Provided entries:
________________________

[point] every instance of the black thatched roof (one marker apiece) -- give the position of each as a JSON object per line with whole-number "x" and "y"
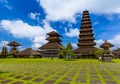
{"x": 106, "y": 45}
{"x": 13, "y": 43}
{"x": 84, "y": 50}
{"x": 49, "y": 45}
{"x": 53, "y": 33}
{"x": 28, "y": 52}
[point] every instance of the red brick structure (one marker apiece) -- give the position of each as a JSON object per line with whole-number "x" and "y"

________________________

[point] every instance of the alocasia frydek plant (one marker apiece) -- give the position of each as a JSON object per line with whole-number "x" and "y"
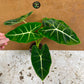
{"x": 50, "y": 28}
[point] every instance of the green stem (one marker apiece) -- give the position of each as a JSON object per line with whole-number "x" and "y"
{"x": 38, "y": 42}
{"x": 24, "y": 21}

________________________

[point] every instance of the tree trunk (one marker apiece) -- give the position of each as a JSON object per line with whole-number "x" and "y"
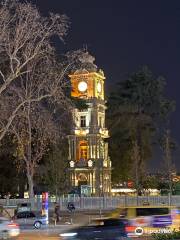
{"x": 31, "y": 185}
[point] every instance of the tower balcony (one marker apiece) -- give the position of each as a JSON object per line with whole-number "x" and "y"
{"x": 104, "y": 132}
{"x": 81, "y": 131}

________________________

Reproduce the records from the line containing "[point] every instance of the black" through the line containing "[point] every instance of the red", replacing "position" with "location" and leaving everything else unchanged. Omit the pictures.

Output of the exercise:
[point] every instance of the black thatched roof (one marker apiece) -- give the location of each as a JSON object per line with whole-number "x" and "y"
{"x": 106, "y": 45}
{"x": 13, "y": 43}
{"x": 84, "y": 50}
{"x": 49, "y": 45}
{"x": 53, "y": 33}
{"x": 28, "y": 52}
[point] every instance of the red brick structure (one marker apiece) -- give the location of each as a JSON object per line with whole-number "x" and "y"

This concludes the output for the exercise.